* [Data records]:
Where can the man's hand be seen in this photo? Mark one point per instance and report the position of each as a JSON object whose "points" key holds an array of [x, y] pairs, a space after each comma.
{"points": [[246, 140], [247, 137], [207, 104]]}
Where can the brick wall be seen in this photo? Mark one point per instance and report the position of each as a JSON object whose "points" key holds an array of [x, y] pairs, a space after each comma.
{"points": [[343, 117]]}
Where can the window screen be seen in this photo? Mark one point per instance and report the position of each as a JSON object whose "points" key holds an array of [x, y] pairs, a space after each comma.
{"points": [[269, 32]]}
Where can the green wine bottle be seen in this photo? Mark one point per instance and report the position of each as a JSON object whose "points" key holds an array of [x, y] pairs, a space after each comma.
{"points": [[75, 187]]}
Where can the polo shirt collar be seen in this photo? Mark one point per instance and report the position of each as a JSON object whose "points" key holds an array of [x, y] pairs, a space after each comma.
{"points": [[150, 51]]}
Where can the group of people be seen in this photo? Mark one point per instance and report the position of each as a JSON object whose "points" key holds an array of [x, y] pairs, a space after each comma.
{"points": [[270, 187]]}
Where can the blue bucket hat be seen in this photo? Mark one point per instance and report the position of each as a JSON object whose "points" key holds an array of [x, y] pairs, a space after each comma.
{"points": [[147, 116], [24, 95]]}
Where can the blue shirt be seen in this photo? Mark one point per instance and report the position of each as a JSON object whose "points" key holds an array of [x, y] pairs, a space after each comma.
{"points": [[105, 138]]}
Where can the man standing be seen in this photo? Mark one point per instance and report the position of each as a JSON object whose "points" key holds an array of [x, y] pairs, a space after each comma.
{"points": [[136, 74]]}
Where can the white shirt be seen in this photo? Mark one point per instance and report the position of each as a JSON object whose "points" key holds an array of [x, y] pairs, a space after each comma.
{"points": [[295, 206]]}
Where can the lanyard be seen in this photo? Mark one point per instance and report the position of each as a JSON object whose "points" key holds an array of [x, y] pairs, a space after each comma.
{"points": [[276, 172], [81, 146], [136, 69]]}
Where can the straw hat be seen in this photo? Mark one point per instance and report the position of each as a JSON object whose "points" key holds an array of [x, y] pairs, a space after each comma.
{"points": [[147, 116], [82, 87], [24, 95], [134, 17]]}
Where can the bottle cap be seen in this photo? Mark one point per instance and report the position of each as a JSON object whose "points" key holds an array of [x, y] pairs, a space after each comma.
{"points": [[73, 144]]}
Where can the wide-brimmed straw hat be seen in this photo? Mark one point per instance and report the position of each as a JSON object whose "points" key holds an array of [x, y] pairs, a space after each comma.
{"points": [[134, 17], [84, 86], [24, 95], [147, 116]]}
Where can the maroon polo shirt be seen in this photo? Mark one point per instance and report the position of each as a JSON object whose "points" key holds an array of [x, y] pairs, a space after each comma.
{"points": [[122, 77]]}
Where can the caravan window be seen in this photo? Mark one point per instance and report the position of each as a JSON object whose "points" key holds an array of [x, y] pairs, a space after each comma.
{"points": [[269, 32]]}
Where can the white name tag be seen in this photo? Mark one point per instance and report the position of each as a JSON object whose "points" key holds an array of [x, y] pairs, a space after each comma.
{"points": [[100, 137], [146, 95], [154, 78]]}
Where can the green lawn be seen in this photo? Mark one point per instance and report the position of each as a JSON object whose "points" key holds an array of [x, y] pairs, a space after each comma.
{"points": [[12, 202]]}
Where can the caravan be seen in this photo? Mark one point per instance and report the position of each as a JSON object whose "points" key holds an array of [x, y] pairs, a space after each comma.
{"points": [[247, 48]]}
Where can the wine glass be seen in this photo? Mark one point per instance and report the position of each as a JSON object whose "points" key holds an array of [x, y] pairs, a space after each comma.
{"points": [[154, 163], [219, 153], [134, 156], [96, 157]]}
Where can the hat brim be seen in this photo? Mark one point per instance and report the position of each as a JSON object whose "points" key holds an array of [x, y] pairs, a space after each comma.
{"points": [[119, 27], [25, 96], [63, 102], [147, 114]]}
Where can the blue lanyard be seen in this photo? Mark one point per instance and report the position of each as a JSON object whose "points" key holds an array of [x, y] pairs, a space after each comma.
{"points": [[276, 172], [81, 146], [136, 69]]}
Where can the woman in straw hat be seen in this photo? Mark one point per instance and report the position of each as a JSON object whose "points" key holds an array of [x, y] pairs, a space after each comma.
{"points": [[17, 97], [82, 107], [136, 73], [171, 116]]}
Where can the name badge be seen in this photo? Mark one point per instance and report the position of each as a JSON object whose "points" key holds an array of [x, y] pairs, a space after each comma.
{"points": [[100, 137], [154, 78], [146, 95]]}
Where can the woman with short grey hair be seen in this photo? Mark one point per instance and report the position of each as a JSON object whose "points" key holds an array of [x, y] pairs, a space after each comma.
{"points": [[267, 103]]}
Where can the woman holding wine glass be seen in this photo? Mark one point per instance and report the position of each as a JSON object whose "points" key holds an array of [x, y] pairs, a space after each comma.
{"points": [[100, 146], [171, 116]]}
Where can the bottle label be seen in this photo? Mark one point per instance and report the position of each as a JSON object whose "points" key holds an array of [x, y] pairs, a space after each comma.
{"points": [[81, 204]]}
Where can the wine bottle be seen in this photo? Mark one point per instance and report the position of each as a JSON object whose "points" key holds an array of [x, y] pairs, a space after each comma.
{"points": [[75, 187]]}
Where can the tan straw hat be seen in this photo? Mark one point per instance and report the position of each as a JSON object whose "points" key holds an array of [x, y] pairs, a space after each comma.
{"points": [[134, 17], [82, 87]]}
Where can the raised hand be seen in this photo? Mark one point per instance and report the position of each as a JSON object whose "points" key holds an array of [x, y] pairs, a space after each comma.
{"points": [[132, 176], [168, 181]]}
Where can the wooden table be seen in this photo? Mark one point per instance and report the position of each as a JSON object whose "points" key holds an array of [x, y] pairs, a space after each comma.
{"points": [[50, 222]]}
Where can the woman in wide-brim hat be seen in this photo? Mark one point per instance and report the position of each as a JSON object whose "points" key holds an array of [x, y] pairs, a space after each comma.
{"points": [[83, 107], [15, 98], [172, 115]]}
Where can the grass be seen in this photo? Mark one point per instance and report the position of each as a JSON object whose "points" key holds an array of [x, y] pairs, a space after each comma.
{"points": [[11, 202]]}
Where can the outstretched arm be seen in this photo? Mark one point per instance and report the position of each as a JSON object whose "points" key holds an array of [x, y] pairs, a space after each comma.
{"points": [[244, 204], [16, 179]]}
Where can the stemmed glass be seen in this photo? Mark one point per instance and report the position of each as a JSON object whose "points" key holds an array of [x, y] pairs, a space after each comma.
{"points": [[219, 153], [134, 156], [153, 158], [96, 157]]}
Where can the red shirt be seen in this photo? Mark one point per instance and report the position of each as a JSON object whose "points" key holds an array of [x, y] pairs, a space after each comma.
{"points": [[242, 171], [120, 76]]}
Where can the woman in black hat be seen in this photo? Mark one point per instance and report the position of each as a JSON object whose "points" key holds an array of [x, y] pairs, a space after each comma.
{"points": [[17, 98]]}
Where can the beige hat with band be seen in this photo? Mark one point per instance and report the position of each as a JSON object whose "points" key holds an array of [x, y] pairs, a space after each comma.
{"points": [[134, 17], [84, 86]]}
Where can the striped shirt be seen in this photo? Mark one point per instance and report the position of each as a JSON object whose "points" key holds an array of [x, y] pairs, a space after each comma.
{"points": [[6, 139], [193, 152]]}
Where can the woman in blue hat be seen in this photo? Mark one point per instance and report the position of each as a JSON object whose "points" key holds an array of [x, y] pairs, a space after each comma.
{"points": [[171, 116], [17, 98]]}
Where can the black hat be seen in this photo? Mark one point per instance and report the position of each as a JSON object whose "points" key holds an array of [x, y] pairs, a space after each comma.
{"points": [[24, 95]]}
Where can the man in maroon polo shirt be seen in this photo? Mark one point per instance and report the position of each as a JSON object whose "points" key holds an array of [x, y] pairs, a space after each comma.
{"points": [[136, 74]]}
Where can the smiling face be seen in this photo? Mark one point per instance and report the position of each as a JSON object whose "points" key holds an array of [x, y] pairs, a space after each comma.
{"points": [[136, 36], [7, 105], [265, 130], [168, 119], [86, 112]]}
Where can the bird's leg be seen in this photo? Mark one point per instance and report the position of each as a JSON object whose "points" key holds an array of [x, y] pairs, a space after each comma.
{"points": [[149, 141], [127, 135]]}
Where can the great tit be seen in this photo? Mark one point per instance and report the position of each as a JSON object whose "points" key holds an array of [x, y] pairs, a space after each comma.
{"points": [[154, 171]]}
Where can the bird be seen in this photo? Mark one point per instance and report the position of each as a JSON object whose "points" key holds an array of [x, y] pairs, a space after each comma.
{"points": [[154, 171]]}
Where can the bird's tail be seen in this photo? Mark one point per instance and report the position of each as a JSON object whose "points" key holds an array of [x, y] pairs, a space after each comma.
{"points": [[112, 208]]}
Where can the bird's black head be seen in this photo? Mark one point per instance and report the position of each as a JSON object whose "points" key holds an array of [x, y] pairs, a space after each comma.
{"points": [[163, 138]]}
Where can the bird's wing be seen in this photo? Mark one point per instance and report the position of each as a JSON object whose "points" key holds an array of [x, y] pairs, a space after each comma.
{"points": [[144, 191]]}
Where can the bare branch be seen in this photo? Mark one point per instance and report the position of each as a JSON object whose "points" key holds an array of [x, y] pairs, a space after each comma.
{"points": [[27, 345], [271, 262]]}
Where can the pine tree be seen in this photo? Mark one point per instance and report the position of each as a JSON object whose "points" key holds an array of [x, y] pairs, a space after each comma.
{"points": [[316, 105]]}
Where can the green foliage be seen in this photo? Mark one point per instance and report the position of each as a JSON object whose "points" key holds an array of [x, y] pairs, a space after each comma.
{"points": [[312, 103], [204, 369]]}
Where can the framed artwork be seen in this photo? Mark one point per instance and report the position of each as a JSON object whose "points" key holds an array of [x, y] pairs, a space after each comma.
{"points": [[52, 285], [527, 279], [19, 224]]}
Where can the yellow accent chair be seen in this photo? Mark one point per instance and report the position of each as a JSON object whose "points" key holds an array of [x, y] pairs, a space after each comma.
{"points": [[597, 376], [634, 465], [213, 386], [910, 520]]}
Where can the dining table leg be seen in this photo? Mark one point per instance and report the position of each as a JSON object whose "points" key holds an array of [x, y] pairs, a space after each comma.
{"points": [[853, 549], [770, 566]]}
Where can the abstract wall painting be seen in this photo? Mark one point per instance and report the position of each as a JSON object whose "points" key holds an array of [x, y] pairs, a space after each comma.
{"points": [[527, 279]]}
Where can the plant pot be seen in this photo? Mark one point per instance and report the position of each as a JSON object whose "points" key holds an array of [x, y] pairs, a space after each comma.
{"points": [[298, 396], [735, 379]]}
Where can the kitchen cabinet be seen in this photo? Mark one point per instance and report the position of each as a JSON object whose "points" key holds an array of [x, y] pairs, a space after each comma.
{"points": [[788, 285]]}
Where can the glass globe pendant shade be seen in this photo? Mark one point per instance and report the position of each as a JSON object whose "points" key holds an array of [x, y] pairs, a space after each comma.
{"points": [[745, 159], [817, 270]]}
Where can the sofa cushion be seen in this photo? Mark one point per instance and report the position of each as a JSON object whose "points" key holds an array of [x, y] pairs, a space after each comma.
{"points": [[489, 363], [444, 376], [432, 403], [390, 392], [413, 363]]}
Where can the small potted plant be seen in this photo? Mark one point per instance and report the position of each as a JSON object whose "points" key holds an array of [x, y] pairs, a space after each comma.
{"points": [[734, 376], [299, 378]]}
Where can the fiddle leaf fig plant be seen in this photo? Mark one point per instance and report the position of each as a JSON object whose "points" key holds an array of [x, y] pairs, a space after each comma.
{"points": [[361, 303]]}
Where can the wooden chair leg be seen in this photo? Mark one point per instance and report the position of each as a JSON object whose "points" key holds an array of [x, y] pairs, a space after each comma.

* [Given problem]:
Starting with the line that contains "Where can the sofa", repeat each line through the last one exactly as it appears. Include both ends and nothing more.

* [Solution to this problem]:
Where can the sofa cushion be seen in this photo? Mark one point per instance and report the position of each as a JSON object whose "points" key holds an array of [x, y] pairs, a space after each comma.
{"points": [[489, 363], [444, 376], [432, 403], [390, 392], [413, 363]]}
Where can the small potted plant be seen in this photo? Mark one point per instance and report the position of each as a JSON object whose "points" key holds an array of [x, y] pairs, a space after each comma.
{"points": [[734, 376], [299, 378]]}
Where can the fiddle leaf fig plant be seen in this photo? Mark one point per instance and report the position of each as a JSON object whose "points" key holds an array of [x, y] pairs, a space after each comma.
{"points": [[361, 303]]}
Where can the wooden chair leg be seen in this photo? Mark one point per instance and report the position of each as a JSON object whose "points" key holds an array of [x, y] pairs, a space after each comma.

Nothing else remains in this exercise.